The participants were 41 generally healthy, non-smoking participants, who were not taking any medications on a regular basis—20 female (48.8%) and 21 male (51.2%)—aged from 39 to 76 years old (M = 55.46; SD = 10.11). Twelve participants received implants in the aesthetic region (29.3%), the other 29 received implants in the premolar and molar areas (70.7%).

2.3. Case Qualification

All patients admitted to the study had permanent prosthetic restorations on one to six intraosseous titanium implants in the past. All prosthetic superstructures were made in the form of single crowns screwed on implants or block crowns screwed on implants. All implants were inserted into a fully healed alveolar bone and loaded in a delayed protocol. The time that had passed since the implementation of the permanent prosthetic superstructure ranged from between 26 to 54 months.

A homogenous study group was obtained, consisting of individuals with high socioeconomic status.

The initial recruitment of patients for the study was based on a clinical evaluation performed during the routine follow-up of patients after implant treatment. In most cases (18 persons—60%), patients did not report any subjective symptoms. Peri-implant mucositis was observed in relation to 22 implants (53.66%), the development of which went unnoticed by the patient. All implants were bone level internal connection with a hexagon shape and 3.75 diameter platform.
--------
## What to work on
• A. Condense the paragraph of the implant study passage that begins "All patients admitted to the study" into a short bulleted list that keeps its main facts.
• B. In the implant study passage, write out everything from "The initial recruitment" down to "3.75 diameter platform.".

## Information supplied
--------
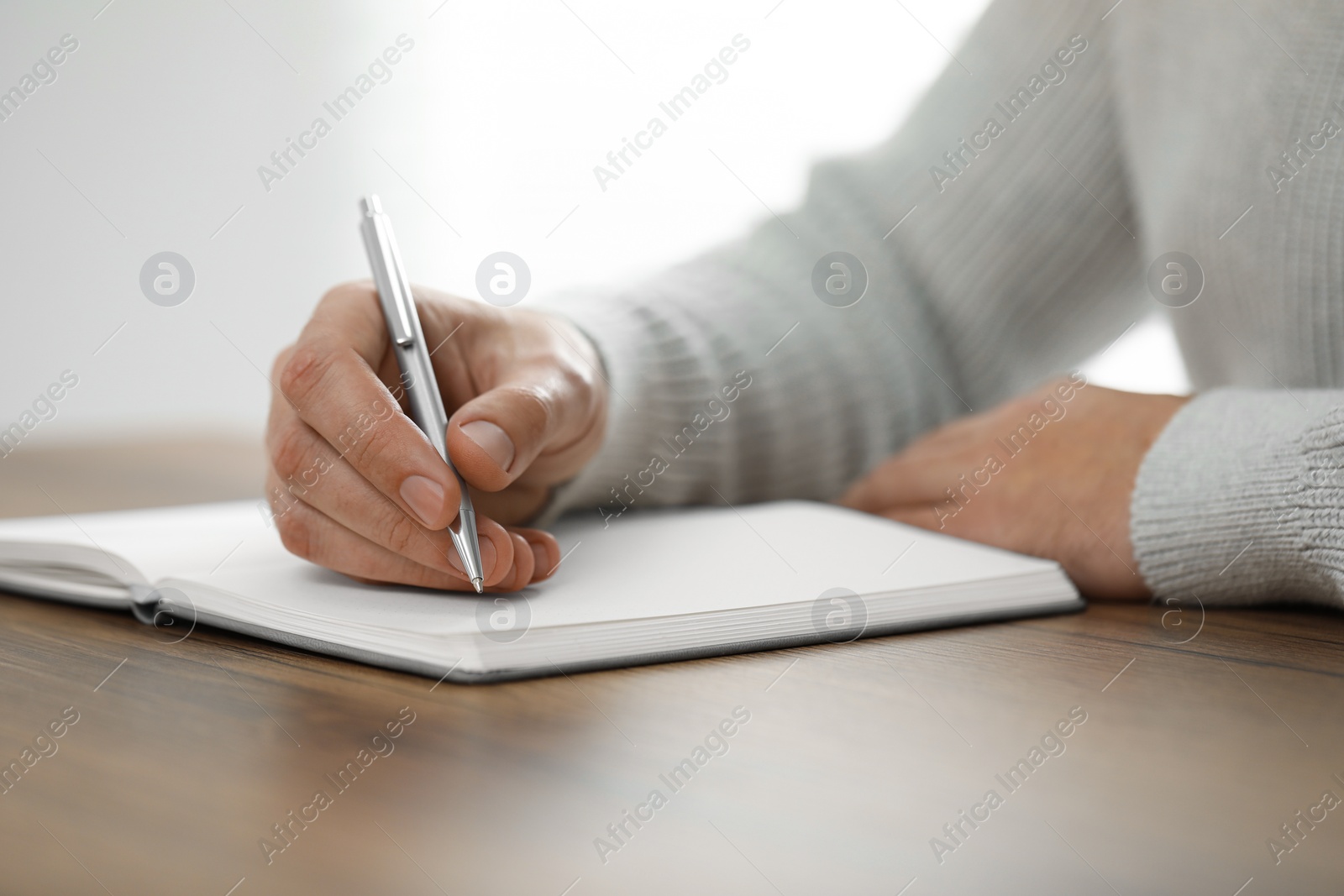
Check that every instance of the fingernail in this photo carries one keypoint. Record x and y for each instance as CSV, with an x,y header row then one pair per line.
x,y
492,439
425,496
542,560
--------
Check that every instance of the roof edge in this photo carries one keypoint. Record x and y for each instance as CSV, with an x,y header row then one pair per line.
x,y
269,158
--------
## Task results
• A.
- Every patient previously had permanent prosthetic restorations on one to six intraosseous titanium implants.
- All superstructures were single crowns or block crowns screwed onto implants.
- All implants were placed in fully healed alveolar bone and loaded using a delayed protocol.
- The permanent superstructures had been in place for 26 to 54 months.

• B.
The initial recruitment of patients for the study was based on a clinical evaluation performed during the routine follow-up of patients after implant treatment. In most cases (18 persons—60%), patients did not report any subjective symptoms. Peri-implant mucositis was observed in relation to 22 implants (53.66%), the development of which went unnoticed by the patient. All implants were bone level internal connection with a hexagon shape and 3.75 diameter platform.